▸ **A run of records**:

________________________________________

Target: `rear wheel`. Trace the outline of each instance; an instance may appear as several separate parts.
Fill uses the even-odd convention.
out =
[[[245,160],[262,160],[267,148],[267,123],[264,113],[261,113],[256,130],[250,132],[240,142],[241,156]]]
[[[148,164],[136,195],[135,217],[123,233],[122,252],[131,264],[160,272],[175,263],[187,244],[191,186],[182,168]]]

________________________________________

▸ **Exercise task**: Reproduce the entries above in full, verbatim.

▸ **Right answer**:
Target: `rear wheel`. Trace the outline of each instance; an instance may appear as several separate parts.
Fill uses the even-odd convention.
out =
[[[245,160],[262,160],[267,148],[267,123],[264,113],[261,113],[256,130],[250,132],[240,142],[241,156]]]
[[[148,164],[136,195],[135,217],[123,233],[122,252],[131,264],[160,272],[175,263],[187,244],[191,186],[182,168]]]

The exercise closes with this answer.